## START DATA FOR THE TASK

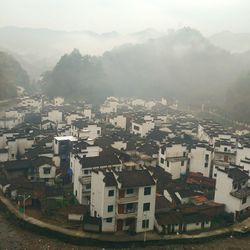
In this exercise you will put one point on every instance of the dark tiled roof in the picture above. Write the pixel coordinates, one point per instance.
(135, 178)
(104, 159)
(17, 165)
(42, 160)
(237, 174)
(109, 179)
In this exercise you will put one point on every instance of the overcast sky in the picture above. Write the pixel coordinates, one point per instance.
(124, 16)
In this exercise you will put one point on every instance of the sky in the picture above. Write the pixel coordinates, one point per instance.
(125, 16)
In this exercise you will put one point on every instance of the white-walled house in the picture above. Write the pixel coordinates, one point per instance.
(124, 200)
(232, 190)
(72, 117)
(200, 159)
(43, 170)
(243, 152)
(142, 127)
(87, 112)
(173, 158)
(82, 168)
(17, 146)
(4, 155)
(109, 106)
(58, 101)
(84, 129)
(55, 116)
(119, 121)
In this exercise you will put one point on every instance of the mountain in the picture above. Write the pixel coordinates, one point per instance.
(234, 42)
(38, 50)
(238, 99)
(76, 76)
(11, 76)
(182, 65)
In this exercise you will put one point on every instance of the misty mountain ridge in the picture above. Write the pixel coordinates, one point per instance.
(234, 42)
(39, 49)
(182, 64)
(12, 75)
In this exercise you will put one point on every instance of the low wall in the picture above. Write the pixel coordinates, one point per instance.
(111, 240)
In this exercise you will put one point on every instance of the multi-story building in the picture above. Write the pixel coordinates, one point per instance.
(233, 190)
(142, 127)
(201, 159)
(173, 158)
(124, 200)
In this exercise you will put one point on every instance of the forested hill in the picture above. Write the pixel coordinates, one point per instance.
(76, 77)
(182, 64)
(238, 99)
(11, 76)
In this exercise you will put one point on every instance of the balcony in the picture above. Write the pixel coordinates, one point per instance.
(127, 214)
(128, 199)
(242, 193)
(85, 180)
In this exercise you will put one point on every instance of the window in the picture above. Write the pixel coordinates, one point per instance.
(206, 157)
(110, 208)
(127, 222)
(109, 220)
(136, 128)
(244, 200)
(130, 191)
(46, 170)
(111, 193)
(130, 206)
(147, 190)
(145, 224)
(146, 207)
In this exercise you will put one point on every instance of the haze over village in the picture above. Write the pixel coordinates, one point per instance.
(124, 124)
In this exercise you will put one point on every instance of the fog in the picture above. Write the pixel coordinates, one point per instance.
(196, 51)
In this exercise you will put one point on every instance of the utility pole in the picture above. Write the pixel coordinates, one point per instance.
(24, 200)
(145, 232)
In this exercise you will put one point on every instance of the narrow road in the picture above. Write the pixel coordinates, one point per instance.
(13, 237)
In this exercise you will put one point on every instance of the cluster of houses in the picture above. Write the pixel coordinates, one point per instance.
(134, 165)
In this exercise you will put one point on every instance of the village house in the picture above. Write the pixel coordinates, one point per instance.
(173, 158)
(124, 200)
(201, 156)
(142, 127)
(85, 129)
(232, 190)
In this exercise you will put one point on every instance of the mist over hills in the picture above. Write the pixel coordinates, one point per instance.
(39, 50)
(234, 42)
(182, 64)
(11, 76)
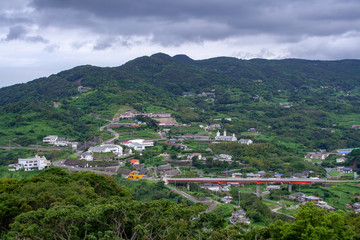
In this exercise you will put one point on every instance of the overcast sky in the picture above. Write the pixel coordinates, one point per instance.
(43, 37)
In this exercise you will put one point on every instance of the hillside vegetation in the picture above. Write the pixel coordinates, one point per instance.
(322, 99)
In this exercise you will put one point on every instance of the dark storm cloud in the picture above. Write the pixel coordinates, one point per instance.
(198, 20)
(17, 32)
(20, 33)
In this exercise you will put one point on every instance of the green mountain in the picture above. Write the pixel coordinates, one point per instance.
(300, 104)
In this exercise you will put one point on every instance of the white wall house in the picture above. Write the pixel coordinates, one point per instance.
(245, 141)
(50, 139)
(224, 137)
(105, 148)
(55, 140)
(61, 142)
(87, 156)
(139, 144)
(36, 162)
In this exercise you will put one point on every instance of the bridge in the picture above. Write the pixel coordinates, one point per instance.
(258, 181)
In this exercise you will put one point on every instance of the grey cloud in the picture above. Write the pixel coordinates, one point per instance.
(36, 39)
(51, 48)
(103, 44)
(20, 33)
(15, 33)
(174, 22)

## END DATA FOR THE TASK

SHORT TASK: Turn all of the items above into a single numbered list with the pictures and blank lines left out.

PROBLEM SOLUTION:
1. In this exercise you will put one point on every instance of the dark tiled roof in the picture above. Write the pixel coordinates, one point per instance.
2. (135, 178)
3. (104, 159)
4. (17, 165)
5. (42, 160)
6. (237, 174)
7. (109, 179)
8. In this exercise you will put one point on every instance of the overcast sky in the picture above. Write the pixel coordinates, one point per instance.
9. (124, 16)
10. In this exercise you will put one point on every instance of the sky in the picture above. Write the pixel coordinates, one point per instance.
11. (125, 16)
12. In this exercise you will put one point on every instance of the white-walled house in the picture above. Write the pixel coordinates, one point per instance.
13. (124, 200)
14. (232, 190)
15. (72, 117)
16. (200, 159)
17. (43, 170)
18. (243, 152)
19. (142, 127)
20. (87, 112)
21. (173, 158)
22. (82, 168)
23. (17, 146)
24. (4, 155)
25. (109, 106)
26. (58, 101)
27. (84, 129)
28. (55, 116)
29. (119, 121)
30. In this exercise you will put one point on every instance of the mountain in the picture above. Write the pixel coordinates, one point per instance.
31. (234, 42)
32. (38, 50)
33. (238, 99)
34. (76, 76)
35. (11, 76)
36. (182, 65)
37. In this exercise you will put one point on every instance of the misty mountain ridge in the picture above. Write the pixel coordinates, one point per instance.
38. (234, 42)
39. (39, 49)
40. (182, 64)
41. (12, 75)
42. In this exercise you will put one point on every instance of the low wall in the picture above. Write the pixel coordinates, one point per instance.
43. (111, 240)
44. In this exercise you will put one point on every instance of the multi-story building in the picture above. Write the pixel coordinates, one point per instance.
45. (233, 190)
46. (142, 127)
47. (201, 159)
48. (173, 158)
49. (124, 200)
50. In this exercise you will put one point on every instance of the forested hill in the picture above. Write the pixel coordinates, one point per instance.
51. (76, 77)
52. (182, 64)
53. (238, 99)
54. (11, 76)
55. In this exercise you will put one point on every instance of the balcony in the picture above. Write the pixel coordinates, one point per instance.
56. (127, 214)
57. (128, 199)
58. (242, 193)
59. (85, 180)
60. In this exercise you will put one point on every instance of the window in the picture above. Write the pixel coordinates, one point per instance.
61. (206, 157)
62. (110, 208)
63. (127, 222)
64. (109, 220)
65. (136, 128)
66. (244, 200)
67. (130, 191)
68. (46, 170)
69. (111, 193)
70. (130, 206)
71. (147, 190)
72. (145, 224)
73. (146, 207)
74. In this exercise you will put one point on every instance of the haze over village in the picture above. Write the pixel coordinates, one point per instance.
75. (124, 124)
76. In this exercise you will put one point on every instance of the fog in the picture above. Write the pixel coordinates, one point per instance.
77. (196, 51)
78. In this exercise you will put one point on every instance of the utility pole in the picture above. Write the pixel coordinates, one point per instance.
79. (24, 200)
80. (145, 232)
81. In this exercise you will put one point on every instance of the narrow road in the picture above. Write the pixel coordinates, one point per instance.
82. (13, 237)
83. In this exercise you will put one point on every instance of the cluster of houses in the picture above. Write the pixel coordinates, one point per instance.
84. (134, 165)
85. In this exercise you will put one point on every instance of the village house in the picture above. Write the pixel coordinates, one point per instance.
86. (173, 158)
87. (124, 200)
88. (201, 156)
89. (142, 127)
90. (85, 129)
91. (232, 190)
92. In this exercise you will put one point on every instance of the mist over hills in the picture above. Write the pixel coordinates, one point per instance.
93. (39, 50)
94. (234, 42)
95. (182, 64)
96. (11, 76)
97. In this exercise you will put one point on every instance of the overcast sky in the picture above. Write the pixel coordinates, one point per instance.
98. (43, 37)
99. In this exercise you will put one point on every instance of the hillside vegetation in the picture above. Write the pixel coordinates, one point per instance.
100. (322, 99)
101. In this exercise you will put one point on every instance of the dark storm cloud in the picture above. Write the pixel coordinates, one point per instance.
102. (198, 20)
103. (17, 32)
104. (20, 33)
105. In this exercise you will put one point on every instance of the green mountain in the picture above. Write the pixel coordinates, one point per instance.
106. (300, 104)
107. In this exercise you will put one point on every instance of the white wall house in the picture above. Write the pixel coordinates, one point per instance.
108. (245, 141)
109. (50, 139)
110. (224, 137)
111. (105, 148)
112. (55, 140)
113. (61, 142)
114. (87, 156)
115. (139, 144)
116. (36, 162)
117. In this exercise you will put one point on every instance of the bridge in the picture above. Write the pixel coordinates, one point per instance.
118. (258, 181)
119. In this exercise you will put one point on every instance of the grey cloud in the picture above. Write the pixel coordinates, one point per instance.
120. (36, 39)
121. (51, 48)
122. (103, 44)
123. (20, 33)
124. (15, 33)
125. (174, 22)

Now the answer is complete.